In submitting their disputes over environmental harms to an international court or tribunal the parties to the row seek a remedy for the issue that triggered the action.  Environmental disputes are a relatively recent class of cases that have been litigated in international courts.  Indeed, it has only been over the past two decades that these disputes have found their way onto the dockets of international courts. 

On the other hand, the adjudication of environmental and natural resources cases by arbitral tribunals has long-standing origins.  Four of the earliest recorded cases are the arbitrations of the Bering Fur Seals Case (US/UK) (1893), the Chamizal Arbitration (US/Mexico) (1911), The Trail Smelter case (US/Canada) Arbitration (1941) and the Lac Lanoux case (Spain/France) (1957) dispute.  The first two disputes occurred prior to World War II, while in the Trail Smelter Case the United States instituted proceedings against Great Britain on behalf of Canada under the parties’ Boundary Waters Treaty, although the Permanent Court of International Justice was still nominally extant.  In the Lac Lanoux dispute the parties agreed to arbitrate the case.  They certainly could have sought to have their dispute heard by the International Court of Justice – which at the time had been in existence for eleven years.  Each of the foregoing arbitrations yielded a remedy.  In contrast, the International Court of Justice (“IJC”) has to date, at best, provided facile or questionable remedies in the environmental disputes that it has adjudicated.

         However, how have  the adjudication of environmental issues that have come before both the ICJ and the ITLOS fared?  Not well as can be seen from the following.
^^^^^^^^
- SHORT PROBLEM
Reproduce word for word everything in the passage on international environmental disputes from "In submitting their" down to "of international courts.".
^^^^^^^^
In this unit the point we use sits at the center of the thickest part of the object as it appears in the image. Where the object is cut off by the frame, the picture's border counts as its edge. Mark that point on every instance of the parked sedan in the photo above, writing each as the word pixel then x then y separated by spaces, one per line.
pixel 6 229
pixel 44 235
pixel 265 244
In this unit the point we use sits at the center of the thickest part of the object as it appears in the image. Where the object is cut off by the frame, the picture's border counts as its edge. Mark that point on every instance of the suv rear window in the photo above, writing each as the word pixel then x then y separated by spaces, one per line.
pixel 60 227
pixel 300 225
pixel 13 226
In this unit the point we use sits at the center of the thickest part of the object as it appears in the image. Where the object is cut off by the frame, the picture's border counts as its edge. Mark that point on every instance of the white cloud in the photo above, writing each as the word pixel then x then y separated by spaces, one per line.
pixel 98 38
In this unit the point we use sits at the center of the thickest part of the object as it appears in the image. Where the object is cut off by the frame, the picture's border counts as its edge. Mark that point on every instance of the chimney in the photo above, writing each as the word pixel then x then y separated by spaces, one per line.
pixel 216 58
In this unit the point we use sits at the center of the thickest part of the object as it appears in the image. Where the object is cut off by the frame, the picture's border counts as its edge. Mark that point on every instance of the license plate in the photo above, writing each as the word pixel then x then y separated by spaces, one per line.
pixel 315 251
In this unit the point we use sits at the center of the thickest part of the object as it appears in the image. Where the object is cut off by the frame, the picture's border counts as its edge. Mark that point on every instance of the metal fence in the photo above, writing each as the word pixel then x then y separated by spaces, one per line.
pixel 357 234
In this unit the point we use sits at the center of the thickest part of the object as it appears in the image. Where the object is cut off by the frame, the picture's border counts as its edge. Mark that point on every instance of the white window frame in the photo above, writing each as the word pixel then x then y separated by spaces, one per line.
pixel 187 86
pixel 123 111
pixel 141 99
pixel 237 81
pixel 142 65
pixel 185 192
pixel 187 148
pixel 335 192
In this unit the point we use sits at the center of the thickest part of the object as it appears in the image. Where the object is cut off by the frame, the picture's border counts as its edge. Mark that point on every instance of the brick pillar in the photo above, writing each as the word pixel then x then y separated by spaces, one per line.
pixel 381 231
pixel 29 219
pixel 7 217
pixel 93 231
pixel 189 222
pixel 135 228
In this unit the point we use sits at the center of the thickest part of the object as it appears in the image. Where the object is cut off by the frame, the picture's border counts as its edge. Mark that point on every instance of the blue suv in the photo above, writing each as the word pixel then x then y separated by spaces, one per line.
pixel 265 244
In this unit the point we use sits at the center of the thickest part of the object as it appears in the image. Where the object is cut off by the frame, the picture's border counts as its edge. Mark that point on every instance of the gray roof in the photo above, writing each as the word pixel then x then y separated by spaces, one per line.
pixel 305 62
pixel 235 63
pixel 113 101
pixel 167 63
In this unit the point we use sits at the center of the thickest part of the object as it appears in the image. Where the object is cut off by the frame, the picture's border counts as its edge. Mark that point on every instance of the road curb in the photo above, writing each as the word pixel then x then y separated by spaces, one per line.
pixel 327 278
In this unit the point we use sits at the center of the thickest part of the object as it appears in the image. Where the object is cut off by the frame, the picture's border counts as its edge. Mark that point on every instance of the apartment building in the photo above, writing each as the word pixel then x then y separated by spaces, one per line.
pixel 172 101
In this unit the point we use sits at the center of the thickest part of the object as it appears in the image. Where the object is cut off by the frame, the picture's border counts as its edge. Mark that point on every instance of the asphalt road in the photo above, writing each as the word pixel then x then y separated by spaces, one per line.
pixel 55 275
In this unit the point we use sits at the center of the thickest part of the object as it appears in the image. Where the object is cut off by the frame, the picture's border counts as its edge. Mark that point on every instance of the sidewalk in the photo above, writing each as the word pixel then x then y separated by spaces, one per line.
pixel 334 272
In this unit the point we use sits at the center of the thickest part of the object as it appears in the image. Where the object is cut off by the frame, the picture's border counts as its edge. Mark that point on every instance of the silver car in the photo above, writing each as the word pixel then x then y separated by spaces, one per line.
^^^^^^^^
- ANSWER TO THE TASK
In submitting their disputes over environmental harms to an international court or tribunal the parties to the row seek a remedy for the issue that triggered the action.  Environmental disputes are a relatively recent class of cases that have been litigated in international courts.  Indeed, it has only been over the past two decades that these disputes have found their way onto the dockets of international courts.